◆ **Required work**
Reproduce the listing word for word. Skip any image.
* begin *
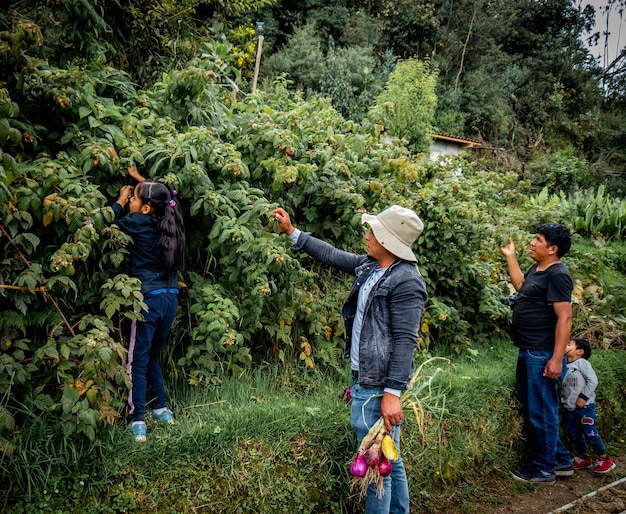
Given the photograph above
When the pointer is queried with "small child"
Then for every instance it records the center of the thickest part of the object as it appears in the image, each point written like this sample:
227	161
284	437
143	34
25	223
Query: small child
578	397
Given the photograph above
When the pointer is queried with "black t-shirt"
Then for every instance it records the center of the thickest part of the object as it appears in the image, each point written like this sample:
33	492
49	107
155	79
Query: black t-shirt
534	319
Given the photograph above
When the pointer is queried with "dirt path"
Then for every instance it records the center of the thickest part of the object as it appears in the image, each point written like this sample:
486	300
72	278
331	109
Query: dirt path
503	495
508	497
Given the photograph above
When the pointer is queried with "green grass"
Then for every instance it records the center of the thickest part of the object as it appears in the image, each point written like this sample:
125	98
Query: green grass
272	441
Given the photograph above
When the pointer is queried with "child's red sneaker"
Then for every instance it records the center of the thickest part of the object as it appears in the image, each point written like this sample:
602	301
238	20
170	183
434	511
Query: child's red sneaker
604	465
582	463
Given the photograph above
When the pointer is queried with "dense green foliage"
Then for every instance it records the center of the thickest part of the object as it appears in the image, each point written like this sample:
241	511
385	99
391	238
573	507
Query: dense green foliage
516	74
76	111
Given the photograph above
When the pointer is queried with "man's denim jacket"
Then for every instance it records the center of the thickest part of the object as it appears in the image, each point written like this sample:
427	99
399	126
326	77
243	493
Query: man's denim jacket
392	315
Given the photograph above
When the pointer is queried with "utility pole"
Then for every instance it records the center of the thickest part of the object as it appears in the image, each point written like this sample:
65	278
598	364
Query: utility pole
260	30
* end *
◆ **Answer to the exercise**
Given the photograph above
When the pointer is queried with "small child"
Then for every instance it records the center of the thickest part of the object as it appears in the image, each point written like this sample:
227	161
284	437
143	34
25	223
Query: small child
578	397
Given the photograph above
When the pointer is queried with "black t-shirt"
Then for every instance it records the center of the thickest part of the object as it appears in the image, each point written like this sample:
33	492
49	107
155	79
Query: black t-shirt
534	319
Given the photograph above
When the pointer is queried with "dirt path"
Then for every instance it records the center of the thickest part of the object as it appears in the image, each point written like this sample:
486	300
72	278
331	109
Query: dirt path
503	495
508	497
Given the photograph above
When the pointer is queried with "green grass"
Then for every instance it records the center of the thickest part of the object as it appears in the image, each point written like this sample:
125	98
Query: green grass
272	441
Given the photograph above
When the pointer is queried with "child's red sneaker"
Then for every instance it records the center of the thickest part of the object as it appears in the image, each point written like this sample:
602	301
238	20
170	183
434	511
Query: child's red sneaker
604	465
582	463
Given the photograph above
When the pointer is queried with "dense green foliage"
Then for every instance it records the center of the thickest part of the object as it appears in the image, each point written like this sample:
241	511
385	99
391	238
573	507
Query: dense green foliage
516	74
76	111
Given the photograph above
When the pointer is queried with "man's denim jacket"
Then for every instance it records the center of the thickest part of the object as it appears in the image, each point written like this sample:
427	99
399	126
326	77
243	493
Query: man's denim jacket
392	315
Given the photograph above
When the pointer is queried with "utility pole"
Then for every instance it records the center of the thickest part of the object as it appears in the image, each point written like this sample:
65	278
598	364
Query: utility pole
260	30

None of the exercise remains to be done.